INFORMATION »

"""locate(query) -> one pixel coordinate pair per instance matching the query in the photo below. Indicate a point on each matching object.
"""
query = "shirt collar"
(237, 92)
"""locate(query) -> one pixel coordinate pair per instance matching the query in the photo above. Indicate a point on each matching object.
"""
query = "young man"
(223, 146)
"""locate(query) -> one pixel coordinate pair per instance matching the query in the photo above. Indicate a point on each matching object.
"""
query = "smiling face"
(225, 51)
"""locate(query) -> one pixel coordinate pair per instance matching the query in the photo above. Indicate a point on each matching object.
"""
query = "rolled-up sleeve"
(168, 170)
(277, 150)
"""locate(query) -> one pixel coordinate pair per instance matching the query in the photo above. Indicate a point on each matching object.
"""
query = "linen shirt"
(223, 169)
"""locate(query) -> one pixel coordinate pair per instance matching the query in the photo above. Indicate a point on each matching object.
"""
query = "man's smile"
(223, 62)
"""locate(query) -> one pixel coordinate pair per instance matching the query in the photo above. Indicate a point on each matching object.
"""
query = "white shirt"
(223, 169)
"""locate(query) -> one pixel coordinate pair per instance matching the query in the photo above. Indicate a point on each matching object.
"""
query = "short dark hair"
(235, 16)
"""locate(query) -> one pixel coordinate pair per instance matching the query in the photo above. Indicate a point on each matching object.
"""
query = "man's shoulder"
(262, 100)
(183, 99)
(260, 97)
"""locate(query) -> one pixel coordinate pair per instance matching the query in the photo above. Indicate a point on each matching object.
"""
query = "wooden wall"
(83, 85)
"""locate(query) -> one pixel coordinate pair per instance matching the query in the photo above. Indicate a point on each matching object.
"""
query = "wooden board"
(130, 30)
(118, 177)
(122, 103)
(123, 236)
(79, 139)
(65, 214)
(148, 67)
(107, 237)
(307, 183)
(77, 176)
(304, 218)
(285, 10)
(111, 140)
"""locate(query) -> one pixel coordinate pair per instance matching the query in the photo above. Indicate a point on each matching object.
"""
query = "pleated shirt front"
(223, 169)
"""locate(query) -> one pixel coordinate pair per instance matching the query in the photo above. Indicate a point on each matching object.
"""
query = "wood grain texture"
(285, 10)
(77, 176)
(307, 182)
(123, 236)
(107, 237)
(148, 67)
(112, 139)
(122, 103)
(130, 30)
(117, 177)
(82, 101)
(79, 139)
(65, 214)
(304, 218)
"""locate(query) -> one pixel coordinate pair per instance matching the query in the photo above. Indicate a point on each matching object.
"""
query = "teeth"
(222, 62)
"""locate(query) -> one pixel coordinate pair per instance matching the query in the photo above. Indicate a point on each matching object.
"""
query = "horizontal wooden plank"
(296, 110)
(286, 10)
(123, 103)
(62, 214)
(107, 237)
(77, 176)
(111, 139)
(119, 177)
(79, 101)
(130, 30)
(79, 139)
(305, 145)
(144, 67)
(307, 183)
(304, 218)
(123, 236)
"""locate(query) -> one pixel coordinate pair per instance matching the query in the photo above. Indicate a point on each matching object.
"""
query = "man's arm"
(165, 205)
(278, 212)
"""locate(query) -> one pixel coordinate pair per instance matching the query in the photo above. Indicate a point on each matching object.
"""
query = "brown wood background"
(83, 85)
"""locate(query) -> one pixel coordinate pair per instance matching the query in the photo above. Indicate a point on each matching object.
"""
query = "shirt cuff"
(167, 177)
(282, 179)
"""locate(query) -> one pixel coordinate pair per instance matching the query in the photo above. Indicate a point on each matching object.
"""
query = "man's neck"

ABOUT THIS EXERCISE » All of the entries must be written out exactly as they stand.

FINISHED EXERCISE »
"""locate(query) -> one pixel coordinate pair per instance matching the query in the photo below. Indicate a point on each matching object.
"""
query = "shirt collar"
(237, 92)
"""locate(query) -> one pixel coordinate pair per instance matching the query in the photo above. Indicate a point on each matching object.
"""
query = "young man"
(223, 146)
"""locate(query) -> one pixel coordinate pair per instance matching the query in the photo above. Indicate a point on each matching object.
"""
query = "smiling face"
(225, 51)
"""locate(query) -> one pixel coordinate pair per instance matching the query in the photo above. Indicate a point on each matching object.
"""
query = "rolled-up sleeve"
(168, 170)
(277, 150)
"""locate(query) -> one pixel coordinate pair per instance matching the query in the photo above. Indicate a point on each matching object.
"""
query = "linen shirt"
(223, 169)
"""locate(query) -> one pixel coordinate pair per instance matching the query in the photo above. Indicate a point on each matching object.
"""
query = "man's smile"
(223, 62)
"""locate(query) -> one pixel coordinate pair per instance matching the query in the photo above. Indicate a point on each matching object.
"""
query = "white shirt"
(223, 169)
"""locate(query) -> one pixel coordinate pair per instance matching the query in the photo above. Indicate a point on each matching object.
"""
query = "short dark hair"
(235, 16)
"""locate(query) -> one pixel coordinate pair per instance matching the query in the photo above. Indicate a point on each matching object.
"""
query = "man's shoulder"
(262, 100)
(183, 99)
(260, 97)
"""locate(query) -> one pixel coordinate pair per instance matching the query in the photo above. Indicate a point on each matching object.
"""
query = "wooden wall"
(83, 85)
"""locate(query) -> one pixel coordinate pair per instance matching the query in the photo above. Indicate a point on each matching object.
"""
query = "wooden board"
(130, 30)
(118, 177)
(122, 103)
(123, 236)
(79, 139)
(65, 214)
(148, 67)
(107, 237)
(307, 183)
(77, 176)
(304, 218)
(285, 10)
(111, 140)
"""locate(query) -> one pixel coordinate pair per instance matching the query in the photo above. Indicate a point on each matching object.
"""
query = "pleated shirt front"
(223, 169)
"""locate(query) -> one pixel coordinate pair per instance matching the query in the photo above. Indicate a point on each matching object.
"""
query = "wood grain texture"
(285, 10)
(77, 176)
(307, 182)
(123, 236)
(107, 237)
(148, 67)
(112, 139)
(122, 103)
(130, 30)
(117, 177)
(82, 101)
(79, 139)
(65, 214)
(304, 218)
"""locate(query) -> one pixel coordinate pair per instance matching the query in the photo above. Indicate a point on each matching object.
"""
query = "teeth"
(222, 62)
"""locate(query) -> one pixel coordinate pair per instance matching the query in the photo above. Indicate a point on each matching object.
"""
query = "horizontal wooden plank"
(296, 110)
(286, 10)
(123, 103)
(62, 214)
(107, 237)
(77, 176)
(111, 139)
(119, 177)
(79, 101)
(130, 30)
(79, 139)
(305, 145)
(144, 67)
(307, 183)
(304, 218)
(123, 236)
"""locate(query) -> one pixel coordinate pair per instance matching the query in the photo above. Indicate a point on each matching object.
"""
query = "man's arm"
(165, 205)
(278, 212)
"""locate(query) -> one pixel coordinate pair per instance matching the query in the photo above. Indicate a point on each matching object.
"""
query = "brown wood background"
(83, 85)
"""locate(query) -> one pixel coordinate pair per instance matching the query in the photo above. Indicate a point on each matching object.
"""
query = "shirt cuff"
(167, 177)
(282, 179)
"""locate(query) -> one pixel coordinate pair per instance matching the query in the photo above. Indicate a point on each matching object.
"""
query = "man's neck"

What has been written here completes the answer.